• Dataset extract
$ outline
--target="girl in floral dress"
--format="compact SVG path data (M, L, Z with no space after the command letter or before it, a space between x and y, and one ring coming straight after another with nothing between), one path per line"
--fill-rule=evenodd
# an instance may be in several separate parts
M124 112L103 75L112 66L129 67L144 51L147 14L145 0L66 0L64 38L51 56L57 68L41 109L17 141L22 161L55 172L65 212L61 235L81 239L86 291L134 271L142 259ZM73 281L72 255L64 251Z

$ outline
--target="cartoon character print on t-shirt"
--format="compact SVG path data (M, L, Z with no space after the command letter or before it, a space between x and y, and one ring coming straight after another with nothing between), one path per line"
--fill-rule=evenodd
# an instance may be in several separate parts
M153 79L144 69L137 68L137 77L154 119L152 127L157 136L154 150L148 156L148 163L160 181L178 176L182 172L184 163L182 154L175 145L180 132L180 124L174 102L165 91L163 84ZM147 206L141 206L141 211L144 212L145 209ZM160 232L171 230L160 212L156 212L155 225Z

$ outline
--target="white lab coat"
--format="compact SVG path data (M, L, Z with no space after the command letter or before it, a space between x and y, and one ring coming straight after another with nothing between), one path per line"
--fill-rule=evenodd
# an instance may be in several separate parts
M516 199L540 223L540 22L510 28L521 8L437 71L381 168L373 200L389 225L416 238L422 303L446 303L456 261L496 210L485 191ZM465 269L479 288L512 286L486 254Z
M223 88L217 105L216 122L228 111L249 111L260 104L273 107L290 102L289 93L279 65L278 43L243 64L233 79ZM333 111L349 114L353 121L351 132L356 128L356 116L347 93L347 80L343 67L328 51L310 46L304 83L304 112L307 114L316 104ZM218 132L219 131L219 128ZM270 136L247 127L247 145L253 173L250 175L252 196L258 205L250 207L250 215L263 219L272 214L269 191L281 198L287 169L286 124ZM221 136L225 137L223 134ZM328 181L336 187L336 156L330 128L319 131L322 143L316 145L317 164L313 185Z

• Exercise objective
Set down each entry exactly, leaving none out.

• Task answer
$ outline
--target="girl in floral dress"
--format="compact SVG path data (M, L, Z with no space after the command letter or before it, a space between x and y, and one ring coming straight after another with nothing between), one path per line"
--fill-rule=evenodd
# an instance may be in several separate parts
M124 112L103 75L112 66L129 67L144 51L147 14L145 0L66 0L64 38L51 56L57 68L41 109L17 141L22 161L55 172L65 212L61 235L81 239L86 291L134 271L142 259ZM73 281L72 255L64 251Z

$ outline
--target="cartoon character print on t-shirt"
--format="compact SVG path data (M, L, Z with no space after the command letter or before it, a space between x and y, and one ring coming straight after another with nothing between), one path per line"
--fill-rule=evenodd
# an instance may be in several separate parts
M153 79L144 69L137 68L137 77L154 119L152 127L157 136L154 150L148 156L148 163L160 181L178 176L182 172L184 163L182 154L175 145L180 132L180 124L174 102L165 91L163 84ZM147 206L141 206L141 211L144 212L145 209ZM160 232L171 230L160 212L156 212L155 225Z

$ outline
--target="white lab coat"
--format="compact SVG path data (M, L, Z with no space after the command letter or before it, a space between x and y, and one ring coming straight after another with nothing between), one path per line"
--fill-rule=evenodd
# an instance may be in several separate parts
M516 199L540 223L540 22L510 28L521 8L437 71L381 168L373 200L389 225L416 238L422 303L446 303L456 261L496 210L485 191ZM465 269L479 288L512 286L486 254Z
M223 88L217 105L216 122L228 111L249 111L260 104L273 107L290 102L289 93L279 65L278 43L243 64L233 79ZM333 111L349 114L353 121L351 132L356 128L356 116L347 93L347 80L343 67L328 51L310 46L304 83L304 112L307 114L316 104ZM218 132L219 131L219 128ZM270 136L247 127L247 145L253 173L250 175L252 196L258 205L250 207L250 215L263 219L272 214L269 191L281 198L287 169L286 124ZM221 136L225 137L223 134ZM328 181L336 187L336 156L330 128L319 131L322 143L316 145L317 164L313 185Z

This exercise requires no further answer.